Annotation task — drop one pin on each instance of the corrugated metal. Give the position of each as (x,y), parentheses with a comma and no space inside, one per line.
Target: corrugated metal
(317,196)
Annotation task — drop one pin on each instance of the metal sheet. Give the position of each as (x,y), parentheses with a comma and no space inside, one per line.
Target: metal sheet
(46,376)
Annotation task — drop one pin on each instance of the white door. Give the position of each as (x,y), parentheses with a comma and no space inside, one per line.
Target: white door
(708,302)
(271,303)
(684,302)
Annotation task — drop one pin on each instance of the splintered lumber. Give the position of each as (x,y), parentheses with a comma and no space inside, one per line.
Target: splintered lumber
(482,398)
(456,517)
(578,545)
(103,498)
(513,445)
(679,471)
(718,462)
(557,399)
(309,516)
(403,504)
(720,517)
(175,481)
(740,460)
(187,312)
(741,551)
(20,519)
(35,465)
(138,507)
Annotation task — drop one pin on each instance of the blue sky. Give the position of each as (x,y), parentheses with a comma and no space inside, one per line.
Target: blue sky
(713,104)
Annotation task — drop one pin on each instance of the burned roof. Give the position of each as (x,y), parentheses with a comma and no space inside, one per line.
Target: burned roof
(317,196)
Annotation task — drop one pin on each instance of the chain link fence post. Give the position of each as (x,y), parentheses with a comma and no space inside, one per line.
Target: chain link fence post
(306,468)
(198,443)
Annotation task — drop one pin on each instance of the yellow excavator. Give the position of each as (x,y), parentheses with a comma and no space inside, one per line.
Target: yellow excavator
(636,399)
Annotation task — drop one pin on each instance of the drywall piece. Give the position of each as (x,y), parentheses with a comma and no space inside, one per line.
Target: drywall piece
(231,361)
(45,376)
◇ ◇ ◇
:: Instructions for the task ::
Please output all the lines above exactly as given.

:: Answer area ::
Annotation task — drop one pin on each instance of the corrugated metal. Give the position of each as (x,y), parentheses with a comma and no space inside, one per line.
Target: corrugated metal
(317,196)
Annotation task — drop one pin on each instance of the metal sheet. Give the position of each as (x,y), parentheses with a comma and no space inside, one per line.
Target: metal sheet
(46,376)
Annotation task — drop one pin on each instance of the white door. Give the position of each as (x,y), parentheses with a comma and no space inside, one per line.
Target: white door
(708,302)
(271,303)
(684,302)
Annotation task — drop one pin on each instance of the splintered lumber. Give the position of each as (x,y), parentheses with a comma and no space inside, one per line.
Target: splintered lumber
(482,398)
(456,517)
(578,545)
(103,498)
(513,445)
(679,471)
(718,462)
(557,399)
(309,516)
(403,504)
(720,517)
(175,481)
(740,460)
(187,312)
(741,551)
(20,519)
(35,465)
(138,507)
Annotation task — drop one pin on each instance of the blue sky. Give the position of each as (x,y), parentheses with a comma and no space inside, one per line.
Target: blue sky
(713,104)
Annotation task — drop one pin on each instance of the burned roof. Give the position of each as (x,y), parentheses with a comma and no space inside, one per line.
Target: burned roof
(317,196)
Annotation task — drop one pin on each instance of the chain link fence post. Give the position of each as (x,y), parentheses with a comma and no space inside, one per line.
Target: chain link fence post
(306,468)
(198,443)
Annotation task — drop one pin on each instance of the yellow excavator. Give the position of each as (x,y), parentheses with a comma and no space inside, one per line.
Target: yellow excavator
(636,399)
Annotation task — drop one pin on each instance of the drywall piece. Give the position of each as (x,y), parentheses with a comma and no space inside, one per line.
Target: drywall piece
(231,361)
(45,376)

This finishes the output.